* [SOURCE TEXT]:
[Start of Attachment]
Jake Paulson walked into Tanner Morgan’s room, afraid.
He went to talk to his roommate, gauge how he was feeling after losing the starting quarterback job last August to true freshman Zack Annexstad.
Of course, Paulson wanted to make sure his friend was OK, but another part worried he’d have to say goodbye if Morgan made like other college backups and transferred.
Morgan’s response blew him away. No blind rages or pity parties. Just peace.
“He was like, ‘It’s God’s plan. It’s not on me,’ ” Paulson, a sophomore tight end, said. “He has a very strong faith. … And so that’s a huge part, which I think personally is what keeps him grounded on such a daily basis.”
Morgan doesn’t exhaust much mental energy asking himself why he didn’t win the starting job in the first place, why he seemingly remains the default choice even now, as he leads the Gophers into Thursday’s season opener against South Dakota State.
[End of Attachment]
* [TASK DETAILS]:
Copy the passage about Tanner Morgan word for word, everything from "Jake Paulson walked" down to "backups and transferred.".

[Phrase grounding lines]
[Start of Attachment]
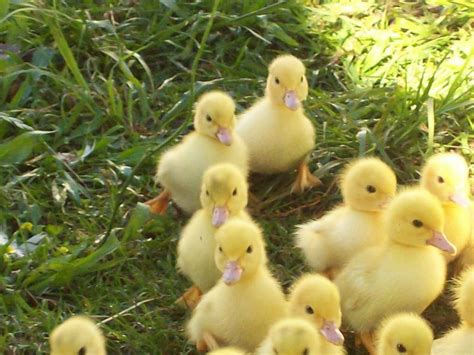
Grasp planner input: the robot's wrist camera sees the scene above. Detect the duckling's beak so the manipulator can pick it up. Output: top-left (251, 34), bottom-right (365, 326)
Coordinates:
top-left (426, 231), bottom-right (456, 255)
top-left (319, 320), bottom-right (344, 345)
top-left (284, 90), bottom-right (300, 111)
top-left (222, 261), bottom-right (242, 286)
top-left (216, 127), bottom-right (232, 145)
top-left (211, 206), bottom-right (229, 227)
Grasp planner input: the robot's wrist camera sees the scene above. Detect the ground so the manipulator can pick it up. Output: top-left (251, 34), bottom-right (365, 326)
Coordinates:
top-left (0, 0), bottom-right (474, 354)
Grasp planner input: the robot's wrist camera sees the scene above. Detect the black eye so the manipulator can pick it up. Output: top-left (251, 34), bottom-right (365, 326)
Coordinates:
top-left (367, 185), bottom-right (377, 194)
top-left (397, 344), bottom-right (407, 353)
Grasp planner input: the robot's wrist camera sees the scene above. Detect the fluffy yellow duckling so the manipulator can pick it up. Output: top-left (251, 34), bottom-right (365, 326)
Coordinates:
top-left (432, 267), bottom-right (474, 355)
top-left (256, 318), bottom-right (326, 355)
top-left (377, 313), bottom-right (432, 355)
top-left (335, 188), bottom-right (456, 354)
top-left (187, 219), bottom-right (288, 351)
top-left (289, 274), bottom-right (346, 355)
top-left (177, 163), bottom-right (250, 308)
top-left (237, 55), bottom-right (320, 192)
top-left (296, 158), bottom-right (397, 278)
top-left (421, 153), bottom-right (472, 261)
top-left (147, 91), bottom-right (248, 213)
top-left (49, 316), bottom-right (106, 355)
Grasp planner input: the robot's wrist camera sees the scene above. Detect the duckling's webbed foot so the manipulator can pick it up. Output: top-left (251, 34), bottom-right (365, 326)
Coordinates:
top-left (145, 190), bottom-right (171, 215)
top-left (291, 161), bottom-right (322, 193)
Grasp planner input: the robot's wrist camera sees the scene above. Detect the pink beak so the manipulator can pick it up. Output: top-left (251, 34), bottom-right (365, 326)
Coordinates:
top-left (222, 261), bottom-right (242, 286)
top-left (426, 231), bottom-right (456, 255)
top-left (211, 206), bottom-right (229, 227)
top-left (284, 90), bottom-right (300, 111)
top-left (216, 127), bottom-right (232, 145)
top-left (319, 320), bottom-right (344, 345)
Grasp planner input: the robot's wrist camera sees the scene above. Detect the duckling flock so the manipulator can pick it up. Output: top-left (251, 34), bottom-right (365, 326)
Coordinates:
top-left (50, 55), bottom-right (474, 355)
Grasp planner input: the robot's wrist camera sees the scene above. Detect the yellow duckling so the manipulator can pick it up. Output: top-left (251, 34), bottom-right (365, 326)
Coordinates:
top-left (237, 55), bottom-right (321, 192)
top-left (187, 219), bottom-right (288, 351)
top-left (377, 313), bottom-right (434, 355)
top-left (296, 158), bottom-right (397, 278)
top-left (421, 153), bottom-right (472, 261)
top-left (147, 91), bottom-right (248, 214)
top-left (256, 318), bottom-right (320, 355)
top-left (177, 163), bottom-right (250, 308)
top-left (49, 316), bottom-right (106, 355)
top-left (432, 267), bottom-right (474, 355)
top-left (289, 274), bottom-right (346, 355)
top-left (335, 188), bottom-right (456, 354)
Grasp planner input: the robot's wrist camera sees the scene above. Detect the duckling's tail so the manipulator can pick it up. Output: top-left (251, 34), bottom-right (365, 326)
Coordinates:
top-left (454, 267), bottom-right (474, 328)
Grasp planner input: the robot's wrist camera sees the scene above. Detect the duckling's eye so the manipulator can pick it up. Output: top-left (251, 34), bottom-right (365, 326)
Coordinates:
top-left (397, 344), bottom-right (407, 353)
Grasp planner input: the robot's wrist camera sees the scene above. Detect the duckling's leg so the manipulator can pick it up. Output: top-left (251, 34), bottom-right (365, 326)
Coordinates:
top-left (145, 190), bottom-right (171, 214)
top-left (175, 285), bottom-right (202, 310)
top-left (291, 160), bottom-right (322, 193)
top-left (360, 332), bottom-right (376, 355)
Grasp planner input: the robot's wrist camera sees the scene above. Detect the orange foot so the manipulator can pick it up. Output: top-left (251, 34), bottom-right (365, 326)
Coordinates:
top-left (145, 190), bottom-right (171, 215)
top-left (291, 161), bottom-right (322, 193)
top-left (175, 286), bottom-right (202, 310)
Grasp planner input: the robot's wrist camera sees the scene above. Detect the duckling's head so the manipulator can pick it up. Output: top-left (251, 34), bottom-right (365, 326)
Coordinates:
top-left (49, 316), bottom-right (106, 355)
top-left (266, 55), bottom-right (308, 111)
top-left (377, 313), bottom-right (433, 355)
top-left (201, 163), bottom-right (248, 227)
top-left (194, 91), bottom-right (236, 145)
top-left (341, 157), bottom-right (397, 211)
top-left (289, 274), bottom-right (344, 345)
top-left (268, 318), bottom-right (320, 355)
top-left (215, 219), bottom-right (266, 285)
top-left (386, 188), bottom-right (456, 255)
top-left (421, 153), bottom-right (469, 207)
top-left (454, 266), bottom-right (474, 328)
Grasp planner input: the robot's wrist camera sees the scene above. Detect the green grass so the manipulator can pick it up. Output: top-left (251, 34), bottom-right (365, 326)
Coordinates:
top-left (0, 0), bottom-right (474, 354)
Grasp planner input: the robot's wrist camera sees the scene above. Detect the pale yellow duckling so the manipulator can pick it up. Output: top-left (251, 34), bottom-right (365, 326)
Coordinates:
top-left (289, 274), bottom-right (346, 355)
top-left (237, 55), bottom-right (321, 192)
top-left (187, 219), bottom-right (288, 351)
top-left (147, 91), bottom-right (248, 213)
top-left (377, 313), bottom-right (432, 355)
top-left (49, 316), bottom-right (106, 355)
top-left (421, 153), bottom-right (472, 261)
top-left (256, 318), bottom-right (326, 355)
top-left (296, 157), bottom-right (397, 278)
top-left (177, 163), bottom-right (250, 308)
top-left (432, 267), bottom-right (474, 355)
top-left (335, 188), bottom-right (456, 354)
[End of Attachment]
* [THE ANSWER]:
Jake Paulson walked into Tanner Morgan’s room, afraid.
He went to talk to his roommate, gauge how he was feeling after losing the starting quarterback job last August to true freshman Zack Annexstad.
Of course, Paulson wanted to make sure his friend was OK, but another part worried he’d have to say goodbye if Morgan made like other college backups and transferred.